INSTRUCTIONS FOR THE TASK:
Copy the records below verbatim, from the line containing "SEARCH: forest background" through the line containing "[379,265,431,296]", both lines included.

— START OF STORED DATA —

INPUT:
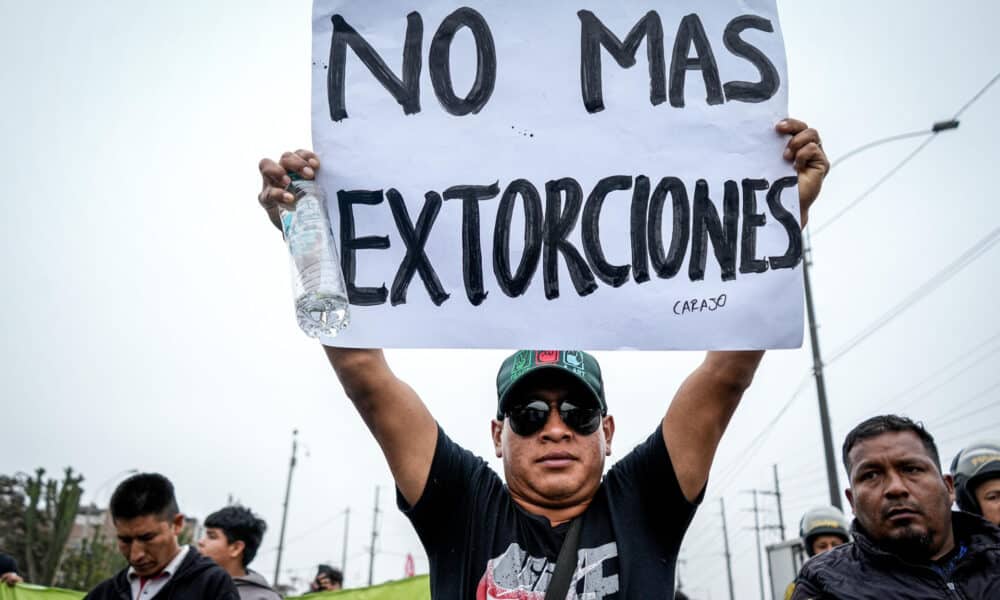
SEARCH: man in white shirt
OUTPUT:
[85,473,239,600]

— END OF STORED DATA —
— START OF STORED DATA —

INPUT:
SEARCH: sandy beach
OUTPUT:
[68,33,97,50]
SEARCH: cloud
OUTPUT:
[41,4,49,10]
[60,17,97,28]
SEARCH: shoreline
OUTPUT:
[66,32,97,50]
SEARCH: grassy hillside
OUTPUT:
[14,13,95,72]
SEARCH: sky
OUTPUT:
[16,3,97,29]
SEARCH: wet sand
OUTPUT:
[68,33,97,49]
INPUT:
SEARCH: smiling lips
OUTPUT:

— END OF STORED DATA —
— START OF STORED DATA —

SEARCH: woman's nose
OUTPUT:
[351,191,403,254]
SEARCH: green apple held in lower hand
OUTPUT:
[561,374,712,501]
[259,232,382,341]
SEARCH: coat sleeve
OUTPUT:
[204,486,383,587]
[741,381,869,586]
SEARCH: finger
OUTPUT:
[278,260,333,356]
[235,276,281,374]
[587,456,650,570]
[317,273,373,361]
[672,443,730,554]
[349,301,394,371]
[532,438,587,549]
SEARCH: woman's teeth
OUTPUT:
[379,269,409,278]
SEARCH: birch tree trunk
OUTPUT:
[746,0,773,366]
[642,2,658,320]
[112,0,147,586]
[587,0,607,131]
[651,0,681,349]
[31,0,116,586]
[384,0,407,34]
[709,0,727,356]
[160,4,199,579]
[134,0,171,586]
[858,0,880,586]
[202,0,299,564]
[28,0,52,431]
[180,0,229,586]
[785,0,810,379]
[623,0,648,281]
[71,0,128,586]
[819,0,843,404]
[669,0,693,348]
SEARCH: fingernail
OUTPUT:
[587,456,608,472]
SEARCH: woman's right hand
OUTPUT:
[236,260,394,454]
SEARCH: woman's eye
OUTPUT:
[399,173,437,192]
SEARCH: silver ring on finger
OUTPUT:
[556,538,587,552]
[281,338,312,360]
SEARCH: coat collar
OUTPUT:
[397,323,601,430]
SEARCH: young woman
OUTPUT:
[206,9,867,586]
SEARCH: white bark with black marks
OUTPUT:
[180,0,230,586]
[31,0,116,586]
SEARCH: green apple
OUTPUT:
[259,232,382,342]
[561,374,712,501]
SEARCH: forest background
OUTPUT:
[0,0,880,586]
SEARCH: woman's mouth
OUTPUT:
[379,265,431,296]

— END OF STORED DATA —

RESPONSE TO THE EXERCISE:
SEARCH: forest background
OUTPUT:
[0,0,880,586]
SEARCH: woman's mouth
OUTPUT:
[379,265,431,296]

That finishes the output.